READING TEXT
◆ ◆ ◆ ◆ ◆
Such a refactoring could as well be done in a follow-up patch, though
(in fact, I'd personally prefer to do it that way).
 
>     eval hook_funcs="\$$1_hooks"
> 
>     # shift away the first argument (FUNC_NAME)
>     shift
>     func_run_hooks_result=${1+"$@"}
>
>     for hook_func in $hook_funcs; do
>       eval $hook_func '"$@"'
>
Useless use of eval I think, since $hook_func is not expected to contain
spaces nor metacharacters.  Simply using:
  $hook_func "$@"
should be enough.

>       # store returned options list back into positional
>       # parameters for next `cmd' execution.
>       eval set dummy "$func_run_hooks_result"; shift
>
This (together with the `func_run_hooks_result' assignement above) will
not proprly preserve spaces in positional arguments:

  $ bash -c '(set "x  y"; a="$@"; eval set dummy "$a"; shift; echo "$@")'
  x y

I don't know whether this matters or not, but is something to consider.

> # func_update_translations
> # ------------------------
> # Update package po files and translations.
> func_hookable func_update_translations
> func_update_translations ()
> {
>     $debug_cmd
> 
>     $opt_skip_po || {
>       test -d po && {
>         $require_package
> 
>         func_update_po_files po $package || exit $?
>       }
> 
>       func_run_hooks func_update_translations
>     }
> }
>
I personally find the code flow here quite unclear.  Something like
this would be clearer IMHO:

  $opt_skip_po && return
  if test -d po; then
    $require_package
    func_update_po_files po $package || exit $?
  fi
  func_run_hooks func_update_translations

The same goes for similar usages throughout the script.

> # func_gnulib_tool
> # ----------------
> # Run `gnulib-tool' to fetch gnulib modules into the current package.
> # To avoid conflics between `autopoint', `libtoolize' and `gnulib-tool',
> # this default implementation first tricks `gnulib-tool' into copying
> # the modules into a temporary directory, and then mangles the contents
> # as they copied to their final destination.
> #
> # It's assumed that since you are using gnulib's `bootstrap' script,
> # you're also using gnulib elsewhere in your package.  If not, then
> # replace this function in `bootstrap.conf' with:
> #
> #   func_gnulib_tool () { :; }
> #
> func_hookable func_gnulib_tool
> func_gnulib_tool ()
> {
>     $debug_cmd
> 
>     $require_gnulib_tool
>     $require_libtoolize
> 
>     test true = "$gnulib_tool" || {
>       if test -n "$gnulib_modules"; then
>
Again, a minor style nit: I'd prefer the use of `if' over `||' and `&&'
when the body of the conditional action is not a simple one-liner; for
example, here you should IMHO do:

   if test x"$gnulib_tool" != x"true"; then
    ...
   fi
   func_run_hooks func_gnulib_tool
   ...

This would also be more consistent with the syle used by the gnulib-tool
script.

The same applies to similar usages throughout the script, for example ...

> # func_libtoolize
> # ---------------
> # If this package uses libtool, then run 'libtoolize'.
> func_libtoolize ()
◆ ◆ ◆ ◆ ◆
Data items
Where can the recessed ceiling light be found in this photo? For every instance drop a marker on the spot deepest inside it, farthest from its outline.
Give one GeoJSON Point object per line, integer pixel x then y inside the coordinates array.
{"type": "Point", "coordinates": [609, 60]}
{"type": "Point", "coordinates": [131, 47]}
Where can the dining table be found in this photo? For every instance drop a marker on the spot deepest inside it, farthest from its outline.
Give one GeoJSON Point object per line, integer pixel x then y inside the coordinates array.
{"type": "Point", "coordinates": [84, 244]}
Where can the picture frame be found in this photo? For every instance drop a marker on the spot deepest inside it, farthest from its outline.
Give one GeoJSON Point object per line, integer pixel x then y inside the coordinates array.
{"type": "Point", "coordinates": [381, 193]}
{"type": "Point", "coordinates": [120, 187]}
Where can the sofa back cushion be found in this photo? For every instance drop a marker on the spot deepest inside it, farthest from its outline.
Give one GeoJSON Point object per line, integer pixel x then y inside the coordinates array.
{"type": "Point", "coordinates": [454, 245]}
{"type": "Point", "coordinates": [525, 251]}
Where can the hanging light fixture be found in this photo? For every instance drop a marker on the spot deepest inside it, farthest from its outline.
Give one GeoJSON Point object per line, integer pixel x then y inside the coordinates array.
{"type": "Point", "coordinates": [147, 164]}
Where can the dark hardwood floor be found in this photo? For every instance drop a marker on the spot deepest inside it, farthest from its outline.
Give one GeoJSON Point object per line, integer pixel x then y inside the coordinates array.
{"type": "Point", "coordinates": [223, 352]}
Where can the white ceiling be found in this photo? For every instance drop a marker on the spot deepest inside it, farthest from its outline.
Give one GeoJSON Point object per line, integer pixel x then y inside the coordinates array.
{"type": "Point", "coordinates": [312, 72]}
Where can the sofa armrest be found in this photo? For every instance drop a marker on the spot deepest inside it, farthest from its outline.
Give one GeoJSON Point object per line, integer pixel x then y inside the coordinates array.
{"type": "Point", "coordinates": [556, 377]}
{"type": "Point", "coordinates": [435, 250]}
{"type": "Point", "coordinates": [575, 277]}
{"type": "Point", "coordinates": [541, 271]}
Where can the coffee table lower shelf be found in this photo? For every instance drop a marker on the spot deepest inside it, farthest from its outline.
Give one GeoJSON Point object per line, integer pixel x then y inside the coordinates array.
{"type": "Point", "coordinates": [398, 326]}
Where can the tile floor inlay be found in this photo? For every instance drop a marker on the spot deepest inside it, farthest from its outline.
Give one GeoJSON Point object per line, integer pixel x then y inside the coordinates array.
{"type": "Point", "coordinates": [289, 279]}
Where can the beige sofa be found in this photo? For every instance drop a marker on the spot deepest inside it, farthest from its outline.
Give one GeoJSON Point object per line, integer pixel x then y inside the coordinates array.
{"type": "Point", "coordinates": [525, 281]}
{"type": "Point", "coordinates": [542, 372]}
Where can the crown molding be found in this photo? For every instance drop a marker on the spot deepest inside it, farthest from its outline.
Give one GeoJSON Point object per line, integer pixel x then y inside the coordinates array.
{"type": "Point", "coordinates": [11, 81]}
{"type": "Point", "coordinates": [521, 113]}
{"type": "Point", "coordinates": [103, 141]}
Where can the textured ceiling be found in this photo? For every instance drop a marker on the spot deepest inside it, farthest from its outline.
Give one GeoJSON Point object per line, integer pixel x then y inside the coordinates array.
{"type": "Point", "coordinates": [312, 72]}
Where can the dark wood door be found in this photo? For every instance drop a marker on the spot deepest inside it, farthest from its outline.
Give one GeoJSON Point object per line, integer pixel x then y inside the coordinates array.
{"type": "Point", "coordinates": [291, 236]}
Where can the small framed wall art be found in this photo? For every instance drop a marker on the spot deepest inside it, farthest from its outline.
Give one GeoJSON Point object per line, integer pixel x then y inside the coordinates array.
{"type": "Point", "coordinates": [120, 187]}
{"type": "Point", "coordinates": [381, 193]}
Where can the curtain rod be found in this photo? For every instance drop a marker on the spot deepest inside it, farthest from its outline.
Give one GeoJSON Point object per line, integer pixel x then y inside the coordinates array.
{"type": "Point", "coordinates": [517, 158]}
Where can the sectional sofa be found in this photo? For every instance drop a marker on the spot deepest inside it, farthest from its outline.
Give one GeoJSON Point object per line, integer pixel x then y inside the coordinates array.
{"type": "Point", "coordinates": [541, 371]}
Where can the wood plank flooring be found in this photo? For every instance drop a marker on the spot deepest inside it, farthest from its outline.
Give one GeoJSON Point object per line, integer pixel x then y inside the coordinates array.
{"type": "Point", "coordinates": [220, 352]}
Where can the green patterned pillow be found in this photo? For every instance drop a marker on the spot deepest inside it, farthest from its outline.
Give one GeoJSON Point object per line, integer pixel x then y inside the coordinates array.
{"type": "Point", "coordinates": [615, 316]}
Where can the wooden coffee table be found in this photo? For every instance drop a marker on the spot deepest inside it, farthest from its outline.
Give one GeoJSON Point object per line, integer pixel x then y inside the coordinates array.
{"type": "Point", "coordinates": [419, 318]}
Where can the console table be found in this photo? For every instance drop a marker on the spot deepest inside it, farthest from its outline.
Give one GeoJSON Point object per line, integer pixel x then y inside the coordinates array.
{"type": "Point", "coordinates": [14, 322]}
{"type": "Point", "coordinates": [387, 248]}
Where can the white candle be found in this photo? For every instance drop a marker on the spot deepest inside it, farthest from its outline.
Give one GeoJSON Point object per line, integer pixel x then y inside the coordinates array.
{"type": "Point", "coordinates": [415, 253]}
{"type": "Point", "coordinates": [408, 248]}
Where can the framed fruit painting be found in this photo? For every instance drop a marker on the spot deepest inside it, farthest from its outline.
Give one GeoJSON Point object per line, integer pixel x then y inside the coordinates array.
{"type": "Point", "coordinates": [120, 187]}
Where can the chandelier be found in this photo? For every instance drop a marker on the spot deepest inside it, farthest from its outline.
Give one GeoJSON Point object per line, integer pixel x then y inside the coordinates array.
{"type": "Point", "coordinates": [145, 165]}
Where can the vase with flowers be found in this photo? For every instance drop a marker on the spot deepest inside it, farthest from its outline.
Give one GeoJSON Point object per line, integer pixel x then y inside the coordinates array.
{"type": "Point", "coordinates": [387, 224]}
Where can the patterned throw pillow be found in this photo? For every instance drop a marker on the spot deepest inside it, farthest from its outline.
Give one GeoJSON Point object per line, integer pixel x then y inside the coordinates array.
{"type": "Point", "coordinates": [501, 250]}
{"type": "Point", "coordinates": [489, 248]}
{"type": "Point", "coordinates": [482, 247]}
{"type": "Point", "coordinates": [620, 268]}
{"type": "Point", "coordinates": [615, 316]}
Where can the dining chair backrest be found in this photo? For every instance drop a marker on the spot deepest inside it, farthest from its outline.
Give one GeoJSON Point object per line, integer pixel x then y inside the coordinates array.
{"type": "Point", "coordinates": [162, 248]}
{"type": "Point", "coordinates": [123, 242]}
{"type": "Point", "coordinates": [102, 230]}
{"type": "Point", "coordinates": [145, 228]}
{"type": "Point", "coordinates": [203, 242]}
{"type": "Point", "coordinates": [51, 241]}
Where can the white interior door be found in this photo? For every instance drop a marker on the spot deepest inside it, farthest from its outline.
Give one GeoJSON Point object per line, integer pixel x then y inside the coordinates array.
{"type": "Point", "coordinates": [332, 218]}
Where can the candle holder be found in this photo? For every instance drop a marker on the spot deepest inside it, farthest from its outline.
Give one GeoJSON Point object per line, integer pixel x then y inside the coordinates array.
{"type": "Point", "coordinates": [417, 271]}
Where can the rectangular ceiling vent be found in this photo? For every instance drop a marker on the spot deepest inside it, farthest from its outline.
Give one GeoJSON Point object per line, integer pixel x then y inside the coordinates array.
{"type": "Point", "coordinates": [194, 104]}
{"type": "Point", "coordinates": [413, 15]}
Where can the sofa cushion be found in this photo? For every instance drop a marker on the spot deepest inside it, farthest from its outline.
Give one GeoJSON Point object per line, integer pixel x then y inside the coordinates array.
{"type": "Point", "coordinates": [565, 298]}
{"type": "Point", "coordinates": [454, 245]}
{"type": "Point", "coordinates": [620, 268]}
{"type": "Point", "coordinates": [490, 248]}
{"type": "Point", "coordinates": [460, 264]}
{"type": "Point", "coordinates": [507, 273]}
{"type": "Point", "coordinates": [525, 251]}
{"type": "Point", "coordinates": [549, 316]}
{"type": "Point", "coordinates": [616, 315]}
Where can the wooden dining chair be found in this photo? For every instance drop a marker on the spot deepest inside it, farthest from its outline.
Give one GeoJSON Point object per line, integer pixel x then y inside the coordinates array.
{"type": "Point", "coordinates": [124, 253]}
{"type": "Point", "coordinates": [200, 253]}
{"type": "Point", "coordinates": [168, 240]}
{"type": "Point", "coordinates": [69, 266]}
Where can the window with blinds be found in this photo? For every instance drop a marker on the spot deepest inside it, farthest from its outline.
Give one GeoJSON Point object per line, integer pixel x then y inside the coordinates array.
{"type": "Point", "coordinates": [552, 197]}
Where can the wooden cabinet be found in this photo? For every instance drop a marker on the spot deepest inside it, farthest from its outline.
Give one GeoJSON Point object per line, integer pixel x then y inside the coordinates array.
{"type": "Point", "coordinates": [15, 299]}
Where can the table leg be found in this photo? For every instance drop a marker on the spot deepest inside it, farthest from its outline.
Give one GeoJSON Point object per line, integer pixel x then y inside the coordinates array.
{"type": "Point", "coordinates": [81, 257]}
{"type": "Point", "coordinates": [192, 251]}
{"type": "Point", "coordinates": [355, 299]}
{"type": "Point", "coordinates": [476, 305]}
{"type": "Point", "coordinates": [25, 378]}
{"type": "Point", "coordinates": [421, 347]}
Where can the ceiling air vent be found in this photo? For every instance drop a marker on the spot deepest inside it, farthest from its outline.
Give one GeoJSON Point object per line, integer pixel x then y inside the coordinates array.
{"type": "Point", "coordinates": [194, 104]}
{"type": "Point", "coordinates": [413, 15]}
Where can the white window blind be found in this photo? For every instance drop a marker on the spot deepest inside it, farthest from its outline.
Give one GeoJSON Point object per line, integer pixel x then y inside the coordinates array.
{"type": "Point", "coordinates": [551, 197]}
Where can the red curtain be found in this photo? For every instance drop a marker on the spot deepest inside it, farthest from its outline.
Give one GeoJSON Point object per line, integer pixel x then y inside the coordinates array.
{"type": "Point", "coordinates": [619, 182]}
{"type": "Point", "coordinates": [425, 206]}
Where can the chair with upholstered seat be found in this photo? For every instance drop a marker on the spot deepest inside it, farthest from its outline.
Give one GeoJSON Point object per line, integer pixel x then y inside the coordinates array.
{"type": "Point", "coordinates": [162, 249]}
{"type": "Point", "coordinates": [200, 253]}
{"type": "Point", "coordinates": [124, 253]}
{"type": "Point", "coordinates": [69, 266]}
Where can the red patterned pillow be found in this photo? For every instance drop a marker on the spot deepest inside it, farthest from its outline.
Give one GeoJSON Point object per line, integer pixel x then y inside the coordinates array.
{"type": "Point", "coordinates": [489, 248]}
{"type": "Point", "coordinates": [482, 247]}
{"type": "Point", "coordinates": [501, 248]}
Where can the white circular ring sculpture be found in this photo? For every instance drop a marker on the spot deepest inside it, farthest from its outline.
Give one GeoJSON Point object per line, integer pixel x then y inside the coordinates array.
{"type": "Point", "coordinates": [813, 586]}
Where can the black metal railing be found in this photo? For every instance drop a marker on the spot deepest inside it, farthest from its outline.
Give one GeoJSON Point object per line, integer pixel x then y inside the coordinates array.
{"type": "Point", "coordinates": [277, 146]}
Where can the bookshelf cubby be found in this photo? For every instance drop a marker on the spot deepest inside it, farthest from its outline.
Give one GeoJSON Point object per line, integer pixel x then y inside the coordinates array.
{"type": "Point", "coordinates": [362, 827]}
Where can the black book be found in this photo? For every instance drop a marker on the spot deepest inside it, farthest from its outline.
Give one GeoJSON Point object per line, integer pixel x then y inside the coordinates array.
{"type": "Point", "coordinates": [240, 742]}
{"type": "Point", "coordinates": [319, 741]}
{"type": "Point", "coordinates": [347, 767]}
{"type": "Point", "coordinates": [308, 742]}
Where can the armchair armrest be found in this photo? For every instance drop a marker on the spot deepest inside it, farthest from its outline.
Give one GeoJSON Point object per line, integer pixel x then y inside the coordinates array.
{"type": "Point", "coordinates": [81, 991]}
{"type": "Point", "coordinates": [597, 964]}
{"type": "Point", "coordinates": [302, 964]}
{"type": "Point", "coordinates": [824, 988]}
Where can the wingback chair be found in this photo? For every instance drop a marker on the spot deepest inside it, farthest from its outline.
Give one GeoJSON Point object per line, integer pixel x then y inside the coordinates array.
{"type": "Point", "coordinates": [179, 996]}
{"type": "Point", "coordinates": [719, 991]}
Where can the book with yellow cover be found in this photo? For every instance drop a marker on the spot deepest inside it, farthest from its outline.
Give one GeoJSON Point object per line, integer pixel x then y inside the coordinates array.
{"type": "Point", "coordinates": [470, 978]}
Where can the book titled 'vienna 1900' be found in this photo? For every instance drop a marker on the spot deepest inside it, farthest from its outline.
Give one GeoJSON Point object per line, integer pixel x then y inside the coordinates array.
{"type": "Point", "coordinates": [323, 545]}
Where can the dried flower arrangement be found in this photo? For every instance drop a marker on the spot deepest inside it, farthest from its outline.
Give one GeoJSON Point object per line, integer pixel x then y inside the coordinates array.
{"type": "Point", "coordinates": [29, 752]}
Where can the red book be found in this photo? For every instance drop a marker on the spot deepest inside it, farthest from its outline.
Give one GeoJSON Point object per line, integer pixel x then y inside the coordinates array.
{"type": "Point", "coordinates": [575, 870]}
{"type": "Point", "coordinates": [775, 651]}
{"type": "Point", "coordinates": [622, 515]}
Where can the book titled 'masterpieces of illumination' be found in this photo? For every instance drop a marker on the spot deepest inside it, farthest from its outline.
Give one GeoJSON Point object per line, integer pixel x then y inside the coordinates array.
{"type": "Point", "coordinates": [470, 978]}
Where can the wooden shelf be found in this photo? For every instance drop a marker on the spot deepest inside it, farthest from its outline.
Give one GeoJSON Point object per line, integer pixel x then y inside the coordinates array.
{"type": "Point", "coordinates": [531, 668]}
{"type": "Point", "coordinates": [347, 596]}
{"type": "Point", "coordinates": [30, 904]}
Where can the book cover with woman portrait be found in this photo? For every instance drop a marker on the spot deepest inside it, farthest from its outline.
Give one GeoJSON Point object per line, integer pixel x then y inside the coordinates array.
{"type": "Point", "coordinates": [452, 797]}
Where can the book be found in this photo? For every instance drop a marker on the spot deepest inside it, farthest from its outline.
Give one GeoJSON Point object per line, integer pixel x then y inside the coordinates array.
◆ ◆ ◆ ◆ ◆
TASK SET
**A.** Sum up the script review in two sentences.
**B.** In the script review, which script's style would using `if` be more consistent with?
**C.** Pick up the script review at the point where it stops and keep writing.

PER-TASK OUTPUTS
**A.** The reviewer says the hook functions can be called without eval, and warns that the way the options list is saved and restored will not keep spaces inside arguments. The reviewer also finds the code flow unclear and asks for plain `if` blocks instead of `||` and `&&` when the body is more than a one-liner, which would also match the style of the gnulib-tool script.

**B.** The gnulib-tool script.

**C.**
> {
>     $debug_cmd
> 
>     $require_libtoolize
> 
>     test true = "$LIBTOOLIZE" || {
>       my_libtoolize_options=
>       $opt_copy && func_append my_libtoolize_options " --copy"
>       $opt_force && func_append my_libtoolize_options " --force"
>       $opt_verbose || func_append my_libtoolize_options " --quiet"
>       func_show_eval "$LIBTOOLIZE$my_libtoolize_options" 'exit $?'
>     }
> }
>
... here ...

> # func_install_gnulib_non_module_files
> # ------------------------------------
> # Get additional non-module files from gnulib, overriding existing files.
> func_install_gnulib_non_module_files ()
> {
>     $debug_cmd
> 
>     $require_build_aux
>     $require_gnulib_path
> 
>     test -n "$gnulib_non_module_files" && {
>       if test -n "$gnulib_path"; then
>         maybe_exit_cmd=:
>
... and here ...  And so on.
 
> # require_autobuild_buildreq
> # --------------------------
> # Try to find whether the bootstrap requires autobuild.
> require_autobuild_buildreq=func_require_autobuild_buildreq
> func_require_autobuild_buildreq ()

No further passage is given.